Source records:
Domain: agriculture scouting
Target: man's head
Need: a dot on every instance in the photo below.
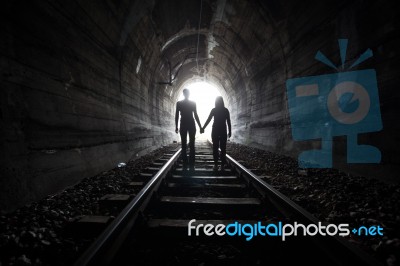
(186, 93)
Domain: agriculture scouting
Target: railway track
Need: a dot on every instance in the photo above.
(153, 228)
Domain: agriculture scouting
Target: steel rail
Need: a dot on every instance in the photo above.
(103, 249)
(333, 245)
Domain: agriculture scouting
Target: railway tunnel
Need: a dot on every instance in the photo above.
(86, 85)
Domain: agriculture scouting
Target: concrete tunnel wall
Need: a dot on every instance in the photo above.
(80, 93)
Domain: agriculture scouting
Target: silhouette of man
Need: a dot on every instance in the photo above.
(187, 108)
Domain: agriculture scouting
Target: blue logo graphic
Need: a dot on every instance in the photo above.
(339, 104)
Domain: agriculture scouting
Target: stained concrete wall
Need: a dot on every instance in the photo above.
(74, 101)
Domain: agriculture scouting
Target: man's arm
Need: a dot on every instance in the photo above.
(176, 117)
(228, 120)
(196, 116)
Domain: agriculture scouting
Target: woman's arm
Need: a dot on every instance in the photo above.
(209, 119)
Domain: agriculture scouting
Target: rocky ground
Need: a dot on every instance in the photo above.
(334, 197)
(37, 234)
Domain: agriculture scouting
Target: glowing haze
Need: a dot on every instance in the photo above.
(204, 95)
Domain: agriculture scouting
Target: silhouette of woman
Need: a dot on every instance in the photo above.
(218, 134)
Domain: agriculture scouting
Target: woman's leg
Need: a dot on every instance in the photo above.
(214, 138)
(223, 138)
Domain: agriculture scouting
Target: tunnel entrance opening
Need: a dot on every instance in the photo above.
(204, 94)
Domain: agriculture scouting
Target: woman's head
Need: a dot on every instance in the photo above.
(219, 102)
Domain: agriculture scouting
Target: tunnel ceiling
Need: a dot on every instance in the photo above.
(231, 36)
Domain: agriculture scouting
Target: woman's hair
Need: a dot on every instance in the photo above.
(219, 102)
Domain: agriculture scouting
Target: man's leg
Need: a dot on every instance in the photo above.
(192, 135)
(183, 132)
(223, 139)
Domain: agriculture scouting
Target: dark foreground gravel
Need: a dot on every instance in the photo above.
(39, 233)
(334, 197)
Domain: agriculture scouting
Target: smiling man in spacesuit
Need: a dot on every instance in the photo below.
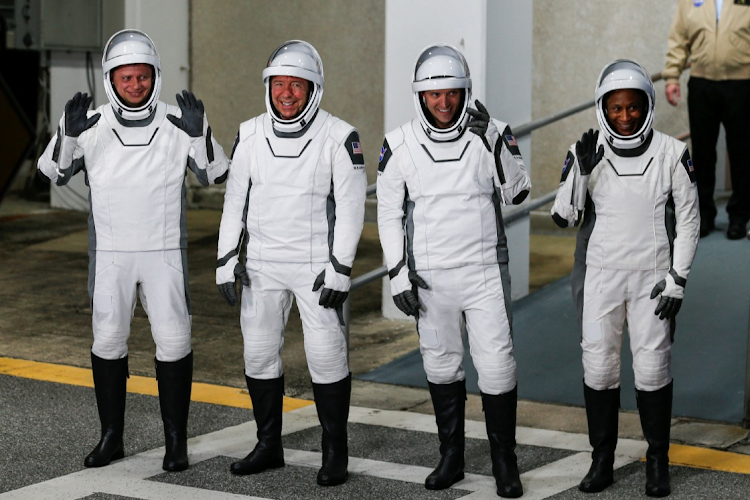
(440, 190)
(634, 190)
(134, 152)
(293, 215)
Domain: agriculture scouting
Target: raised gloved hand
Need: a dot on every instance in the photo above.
(588, 156)
(480, 119)
(335, 285)
(672, 291)
(408, 300)
(228, 290)
(76, 121)
(191, 121)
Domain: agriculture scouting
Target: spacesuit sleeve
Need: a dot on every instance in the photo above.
(232, 227)
(514, 180)
(349, 193)
(62, 158)
(206, 157)
(687, 229)
(568, 208)
(391, 199)
(678, 46)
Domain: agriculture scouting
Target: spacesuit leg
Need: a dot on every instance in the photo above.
(112, 303)
(264, 312)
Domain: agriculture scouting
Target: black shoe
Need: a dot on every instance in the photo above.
(175, 381)
(268, 399)
(110, 386)
(449, 402)
(332, 405)
(737, 230)
(655, 409)
(500, 420)
(602, 409)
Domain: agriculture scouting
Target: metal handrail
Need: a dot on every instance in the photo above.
(522, 210)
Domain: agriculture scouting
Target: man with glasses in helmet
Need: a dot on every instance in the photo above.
(440, 191)
(293, 215)
(632, 190)
(134, 152)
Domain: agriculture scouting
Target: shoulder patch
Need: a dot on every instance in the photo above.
(568, 165)
(688, 164)
(234, 147)
(385, 155)
(354, 148)
(510, 141)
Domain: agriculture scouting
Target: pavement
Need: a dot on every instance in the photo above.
(49, 421)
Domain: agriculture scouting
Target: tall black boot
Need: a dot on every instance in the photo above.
(332, 404)
(602, 413)
(449, 402)
(175, 381)
(110, 384)
(500, 418)
(268, 399)
(655, 409)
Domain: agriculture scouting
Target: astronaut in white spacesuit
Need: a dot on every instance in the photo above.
(440, 191)
(134, 152)
(293, 215)
(632, 189)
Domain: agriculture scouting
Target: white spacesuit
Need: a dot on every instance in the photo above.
(293, 215)
(135, 160)
(440, 191)
(638, 237)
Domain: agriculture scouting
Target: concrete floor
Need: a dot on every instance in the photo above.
(45, 316)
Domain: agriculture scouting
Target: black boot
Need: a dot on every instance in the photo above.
(268, 398)
(175, 381)
(500, 418)
(449, 402)
(655, 409)
(332, 404)
(602, 409)
(110, 383)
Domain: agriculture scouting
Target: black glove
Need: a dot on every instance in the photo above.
(408, 300)
(328, 298)
(480, 119)
(191, 121)
(588, 156)
(229, 290)
(76, 122)
(668, 307)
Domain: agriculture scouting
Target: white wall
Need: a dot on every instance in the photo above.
(495, 37)
(167, 23)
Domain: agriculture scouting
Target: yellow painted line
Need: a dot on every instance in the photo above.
(706, 458)
(70, 375)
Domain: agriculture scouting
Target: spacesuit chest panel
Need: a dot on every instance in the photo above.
(136, 175)
(630, 195)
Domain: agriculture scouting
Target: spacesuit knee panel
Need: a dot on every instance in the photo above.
(601, 371)
(652, 370)
(497, 374)
(326, 357)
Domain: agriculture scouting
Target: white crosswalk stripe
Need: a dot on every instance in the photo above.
(129, 477)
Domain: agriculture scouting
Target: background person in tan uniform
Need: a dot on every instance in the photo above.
(715, 36)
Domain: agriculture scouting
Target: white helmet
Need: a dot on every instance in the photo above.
(300, 59)
(624, 74)
(131, 47)
(441, 67)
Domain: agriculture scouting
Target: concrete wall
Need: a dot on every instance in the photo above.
(573, 40)
(231, 42)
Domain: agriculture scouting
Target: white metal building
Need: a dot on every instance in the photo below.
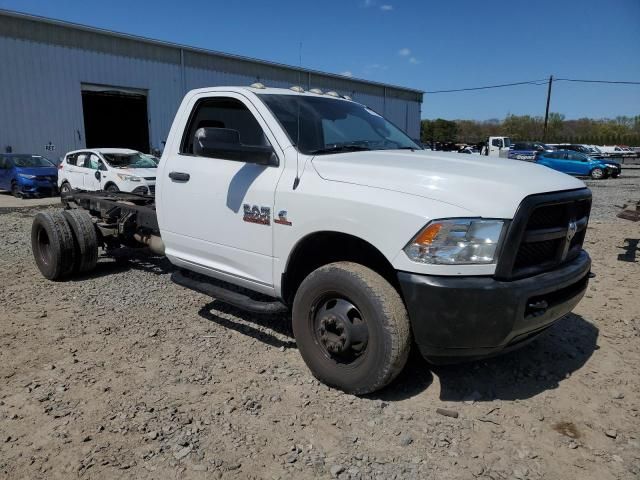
(65, 86)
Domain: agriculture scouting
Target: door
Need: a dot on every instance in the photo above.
(494, 146)
(217, 218)
(92, 177)
(5, 166)
(81, 170)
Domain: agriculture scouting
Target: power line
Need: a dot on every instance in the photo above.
(596, 81)
(529, 82)
(533, 82)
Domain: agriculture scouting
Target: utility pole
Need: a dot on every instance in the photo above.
(546, 113)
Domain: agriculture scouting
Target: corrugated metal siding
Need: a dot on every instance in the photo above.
(41, 97)
(44, 67)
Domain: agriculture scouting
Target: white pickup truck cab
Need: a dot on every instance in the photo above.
(109, 169)
(373, 243)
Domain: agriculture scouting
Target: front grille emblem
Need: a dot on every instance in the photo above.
(572, 229)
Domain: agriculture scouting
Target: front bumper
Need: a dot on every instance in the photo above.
(36, 187)
(456, 318)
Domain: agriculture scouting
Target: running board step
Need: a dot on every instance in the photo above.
(230, 297)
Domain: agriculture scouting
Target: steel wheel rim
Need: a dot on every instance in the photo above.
(339, 329)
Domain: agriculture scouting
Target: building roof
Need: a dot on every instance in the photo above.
(191, 49)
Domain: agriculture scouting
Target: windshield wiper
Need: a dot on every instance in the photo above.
(340, 148)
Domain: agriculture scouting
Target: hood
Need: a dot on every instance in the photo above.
(485, 186)
(138, 172)
(38, 171)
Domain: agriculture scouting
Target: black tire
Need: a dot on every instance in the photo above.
(366, 366)
(15, 190)
(52, 245)
(598, 174)
(85, 239)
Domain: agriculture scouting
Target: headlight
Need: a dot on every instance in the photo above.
(128, 178)
(456, 242)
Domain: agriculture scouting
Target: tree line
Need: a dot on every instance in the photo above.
(617, 131)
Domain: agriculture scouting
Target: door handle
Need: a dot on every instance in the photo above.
(179, 176)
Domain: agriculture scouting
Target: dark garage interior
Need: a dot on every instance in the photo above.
(115, 119)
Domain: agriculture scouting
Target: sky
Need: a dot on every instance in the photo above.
(427, 45)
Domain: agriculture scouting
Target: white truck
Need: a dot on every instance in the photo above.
(496, 147)
(316, 204)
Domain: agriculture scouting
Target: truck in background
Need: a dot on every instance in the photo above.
(496, 147)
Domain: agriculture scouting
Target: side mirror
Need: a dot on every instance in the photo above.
(225, 143)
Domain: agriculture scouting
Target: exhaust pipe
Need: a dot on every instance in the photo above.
(154, 242)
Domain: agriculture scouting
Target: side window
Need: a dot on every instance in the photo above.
(92, 162)
(223, 112)
(82, 160)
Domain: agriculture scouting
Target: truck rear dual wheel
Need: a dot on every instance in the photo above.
(85, 239)
(64, 243)
(53, 245)
(351, 327)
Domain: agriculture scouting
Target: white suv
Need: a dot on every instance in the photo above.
(109, 169)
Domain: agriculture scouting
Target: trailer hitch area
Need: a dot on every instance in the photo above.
(629, 213)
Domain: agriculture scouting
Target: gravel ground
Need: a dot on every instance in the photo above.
(124, 374)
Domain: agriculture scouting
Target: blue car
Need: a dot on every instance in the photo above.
(575, 163)
(27, 175)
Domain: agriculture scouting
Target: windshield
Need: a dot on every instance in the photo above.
(329, 125)
(129, 160)
(31, 161)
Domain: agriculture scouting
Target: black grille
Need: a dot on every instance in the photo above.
(539, 238)
(536, 253)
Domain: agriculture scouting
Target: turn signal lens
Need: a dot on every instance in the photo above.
(457, 242)
(427, 236)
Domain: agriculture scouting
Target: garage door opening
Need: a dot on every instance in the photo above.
(115, 117)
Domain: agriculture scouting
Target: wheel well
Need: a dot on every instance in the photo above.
(322, 248)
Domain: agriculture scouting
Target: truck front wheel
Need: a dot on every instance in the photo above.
(351, 327)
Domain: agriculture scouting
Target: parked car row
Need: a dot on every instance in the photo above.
(579, 164)
(109, 169)
(28, 175)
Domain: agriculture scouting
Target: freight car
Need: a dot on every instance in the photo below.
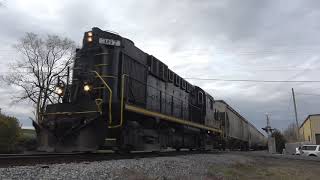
(239, 133)
(125, 99)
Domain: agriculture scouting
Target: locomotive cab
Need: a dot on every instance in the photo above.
(87, 105)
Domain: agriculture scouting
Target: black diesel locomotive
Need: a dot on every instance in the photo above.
(125, 99)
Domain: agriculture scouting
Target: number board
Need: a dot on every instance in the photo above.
(110, 42)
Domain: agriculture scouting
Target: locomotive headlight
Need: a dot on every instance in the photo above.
(86, 88)
(59, 90)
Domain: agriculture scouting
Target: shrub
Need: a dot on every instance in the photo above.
(9, 133)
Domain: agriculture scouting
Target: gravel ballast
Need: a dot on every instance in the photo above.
(189, 166)
(197, 166)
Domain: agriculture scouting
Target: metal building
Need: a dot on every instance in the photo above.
(310, 129)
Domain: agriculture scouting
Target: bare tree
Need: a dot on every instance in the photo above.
(42, 62)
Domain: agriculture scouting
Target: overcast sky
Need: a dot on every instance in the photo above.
(247, 39)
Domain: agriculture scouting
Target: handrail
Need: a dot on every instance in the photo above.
(121, 102)
(110, 95)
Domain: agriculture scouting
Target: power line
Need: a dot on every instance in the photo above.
(251, 80)
(307, 94)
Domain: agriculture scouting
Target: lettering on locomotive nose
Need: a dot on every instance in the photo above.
(110, 42)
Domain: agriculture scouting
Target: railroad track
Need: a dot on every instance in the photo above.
(44, 159)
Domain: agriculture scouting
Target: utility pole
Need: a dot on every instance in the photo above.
(295, 112)
(271, 140)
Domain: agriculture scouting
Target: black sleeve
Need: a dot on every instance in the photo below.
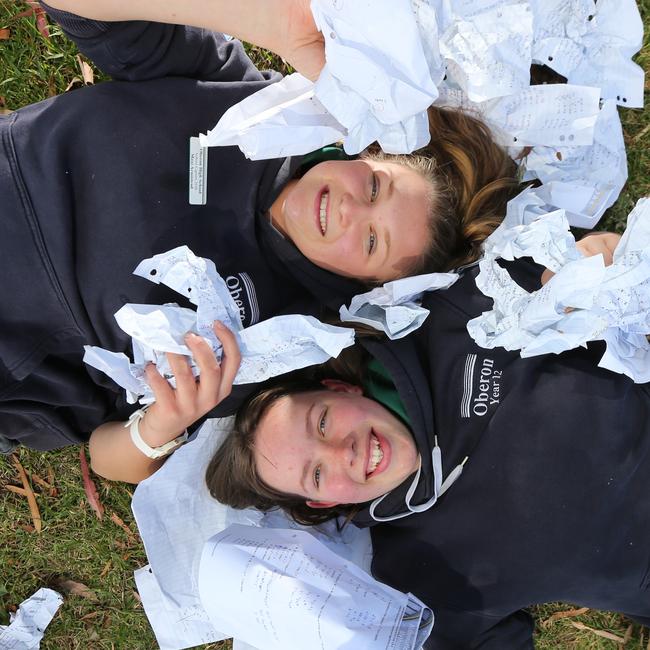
(515, 632)
(139, 50)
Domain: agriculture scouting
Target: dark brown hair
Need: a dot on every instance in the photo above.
(231, 475)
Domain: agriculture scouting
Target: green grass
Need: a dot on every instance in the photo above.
(73, 543)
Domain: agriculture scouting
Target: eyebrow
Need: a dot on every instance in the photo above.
(386, 245)
(305, 469)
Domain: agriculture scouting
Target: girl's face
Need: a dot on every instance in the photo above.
(359, 218)
(333, 446)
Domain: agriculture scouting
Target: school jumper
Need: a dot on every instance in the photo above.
(553, 503)
(94, 181)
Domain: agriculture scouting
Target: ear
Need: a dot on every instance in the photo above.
(339, 386)
(321, 504)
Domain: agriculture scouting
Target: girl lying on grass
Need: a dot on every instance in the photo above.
(491, 482)
(95, 180)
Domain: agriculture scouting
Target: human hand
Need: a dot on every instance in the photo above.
(176, 409)
(302, 45)
(604, 243)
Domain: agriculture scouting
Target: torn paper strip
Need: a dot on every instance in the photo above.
(374, 87)
(394, 307)
(584, 301)
(583, 180)
(28, 624)
(269, 348)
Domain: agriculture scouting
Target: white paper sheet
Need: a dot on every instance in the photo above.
(584, 301)
(28, 624)
(269, 348)
(299, 594)
(384, 59)
(394, 307)
(374, 87)
(176, 515)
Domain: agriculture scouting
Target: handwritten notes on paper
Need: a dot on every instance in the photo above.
(388, 60)
(298, 594)
(28, 625)
(584, 301)
(395, 308)
(269, 348)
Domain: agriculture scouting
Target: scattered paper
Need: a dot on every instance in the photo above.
(28, 624)
(300, 594)
(584, 301)
(374, 87)
(584, 181)
(473, 55)
(394, 307)
(176, 515)
(269, 348)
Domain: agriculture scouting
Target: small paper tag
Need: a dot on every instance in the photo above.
(198, 176)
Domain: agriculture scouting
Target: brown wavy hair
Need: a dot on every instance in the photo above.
(472, 178)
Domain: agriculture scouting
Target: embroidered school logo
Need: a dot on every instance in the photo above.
(243, 292)
(481, 386)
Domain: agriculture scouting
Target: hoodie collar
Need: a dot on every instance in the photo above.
(400, 360)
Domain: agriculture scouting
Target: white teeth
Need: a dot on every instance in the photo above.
(376, 455)
(323, 212)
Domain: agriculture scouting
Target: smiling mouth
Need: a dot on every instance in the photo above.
(322, 211)
(376, 455)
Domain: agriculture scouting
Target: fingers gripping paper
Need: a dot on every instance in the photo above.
(268, 348)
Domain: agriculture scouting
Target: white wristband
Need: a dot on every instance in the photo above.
(151, 452)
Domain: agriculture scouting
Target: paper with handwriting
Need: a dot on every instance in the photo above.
(584, 301)
(269, 348)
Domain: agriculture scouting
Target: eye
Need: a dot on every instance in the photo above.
(321, 423)
(374, 191)
(372, 242)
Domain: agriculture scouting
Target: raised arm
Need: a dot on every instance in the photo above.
(285, 27)
(113, 453)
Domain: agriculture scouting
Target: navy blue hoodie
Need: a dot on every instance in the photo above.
(553, 503)
(96, 180)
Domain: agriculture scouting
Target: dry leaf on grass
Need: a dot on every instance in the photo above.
(41, 482)
(600, 633)
(106, 569)
(16, 490)
(118, 522)
(76, 589)
(568, 613)
(87, 73)
(50, 479)
(89, 486)
(31, 499)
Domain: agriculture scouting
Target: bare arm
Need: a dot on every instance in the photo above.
(112, 452)
(285, 27)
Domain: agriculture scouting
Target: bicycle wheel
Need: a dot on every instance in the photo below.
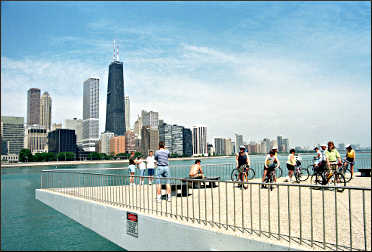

**Problem to solve**
All lines in the data above from the one with "Target: garage door opening" through the one with "Target: freight car" must be repeated exactly, and no others.

**Result**
Target: garage door opening
Need: a dot on every instance in the photo above.
(115, 117)
Domain: agriculture scouting
Target: wheel well
Need: a dot on every instance in the photo above.
(322, 248)
Domain: agriculture scouting
Target: truck front wheel
Need: a dot on every instance in the photo above.
(351, 327)
Domain: agriculture scouting
Target: parked car row
Need: a dot on every instance in the photo above.
(579, 164)
(109, 169)
(28, 175)
Domain: agriculture scouting
Target: freight car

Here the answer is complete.